----- Text under study
Engine	Parallel Execution: Refactor the `planner.py` & provider calls to use async/threading, respecting per-provider rate limits.	Scanning 10,000 IPs sequentially is impractical. Parallelization is essential for performance.

Enhanced discovery & provider layer¶

Goal: Increase discovery coverage and resilience by scaling the provider layer beyond the initial Netlas integration.

Component	Enhancement	Rationale
Providers/	Multi-Provider Support: Implement `censys.py` and `shodan.py` providers against the same `base.py` interface.	Different datasets have different coverage. Using multiple sources increases the likelihood of finding a target.
Providers/	Private Dataset Provider: Create a provider that queries internal, passive data sources (e.g., internal network sensor logs, Zeek data).	Critical for scanning internal, non-routable networks that public APIs cannot see.
Engine/Planner	Intelligent Query Planning: Enhance `planner.py` to generate the most efficient query for each provider (e.g., batching IPs, using bulk search endpoints).	Optimises for API cost and speed.
Providers/Base	Provider Fallback & Blending Logic: Implement logic to try providers in sequence or blend results if a probe fails or returns empty.	Ensures a single API outage or data gap doesn’t break a scan. Increases reliability.

Operational integrationi¶

Goal: Integrate the scanner into the full Desk → Forge → Scanner workflow and add controlled active capabilities.

Component	Enhancement	Rationale
New Component	Active Probe Provider Module: Create a new provider that, when configured and authorized, performs safe, minimal active probes (e.g., TCP SYN, basic HTTP GET). Key: It implements the same `base.py` interface.	For internal networks or targets with no passive data, a controlled active check is necessary. Keeping it as a provider isolates the risk and complexity.
Controller	Automation & Scheduling: Package the scanner for scheduled runs (Docker image, systemd service). Integrate with workflow tools (Apache Airflow, Rundeck) for regular scanning jobs.	The scanner must run reliably without manual intervention to provide continuous visibility.
Integration	Obsidian Desk Integration: Build automation to consume a Desk’s `Artefact List` and propose or generate a draft `fingerprint.yaml`.	Closes the loop between analysis (Desk) and detection (Scanner), dramatically speeding up the fingerprint creation process.
Engine/Evaluator	Confidence Scoring: Extend the `evaluator.py` and `evidence.py` model to output a confidence score (e.g., `HIGH` for 3/3 probes, `MEDIUM` for 1/1 unique probe) alongside the boolean match.	Helps operators prioritise findings. A `HIGH` confidence match on a critical vulnerability is a P0 ticket.

Non-goals¶

To prevent scope creep, the following are explicitly out of scope for the foreseeable future:

Graphical User Interface (GUI): The tool is and will remain a CLI/API-driven service.
----------
In the scanner roadmap, which two providers are to be implemented against the `base.py` interface for multi-provider support?
----- Records provided
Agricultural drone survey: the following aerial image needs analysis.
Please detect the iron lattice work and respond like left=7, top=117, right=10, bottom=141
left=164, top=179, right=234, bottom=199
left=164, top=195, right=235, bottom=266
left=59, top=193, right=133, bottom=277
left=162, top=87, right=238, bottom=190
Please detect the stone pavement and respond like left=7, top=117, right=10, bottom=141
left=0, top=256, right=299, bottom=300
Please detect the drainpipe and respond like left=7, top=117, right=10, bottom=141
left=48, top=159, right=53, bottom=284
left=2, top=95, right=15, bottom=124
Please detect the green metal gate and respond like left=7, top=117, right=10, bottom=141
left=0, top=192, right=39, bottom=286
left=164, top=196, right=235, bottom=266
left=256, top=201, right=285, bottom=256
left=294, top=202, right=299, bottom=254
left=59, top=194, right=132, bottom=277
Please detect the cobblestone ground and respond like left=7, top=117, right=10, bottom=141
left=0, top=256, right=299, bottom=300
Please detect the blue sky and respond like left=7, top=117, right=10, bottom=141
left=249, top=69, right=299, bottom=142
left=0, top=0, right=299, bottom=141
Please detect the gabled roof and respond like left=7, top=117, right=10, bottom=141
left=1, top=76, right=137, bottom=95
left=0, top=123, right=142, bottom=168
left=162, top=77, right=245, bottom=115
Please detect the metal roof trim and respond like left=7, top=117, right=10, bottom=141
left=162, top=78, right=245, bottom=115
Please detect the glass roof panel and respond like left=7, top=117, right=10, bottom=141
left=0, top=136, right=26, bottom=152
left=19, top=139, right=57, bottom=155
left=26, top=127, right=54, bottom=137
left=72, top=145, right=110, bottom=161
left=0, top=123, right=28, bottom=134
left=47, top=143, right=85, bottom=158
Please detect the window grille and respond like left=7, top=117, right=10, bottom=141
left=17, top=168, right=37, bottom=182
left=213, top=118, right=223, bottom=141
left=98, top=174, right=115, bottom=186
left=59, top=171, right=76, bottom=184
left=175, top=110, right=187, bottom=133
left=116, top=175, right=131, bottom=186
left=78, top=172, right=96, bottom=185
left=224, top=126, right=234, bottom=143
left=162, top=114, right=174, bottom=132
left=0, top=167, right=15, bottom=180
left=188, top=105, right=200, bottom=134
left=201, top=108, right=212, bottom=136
----------
> **The completed task**: `censys.py` and `shodan.py`.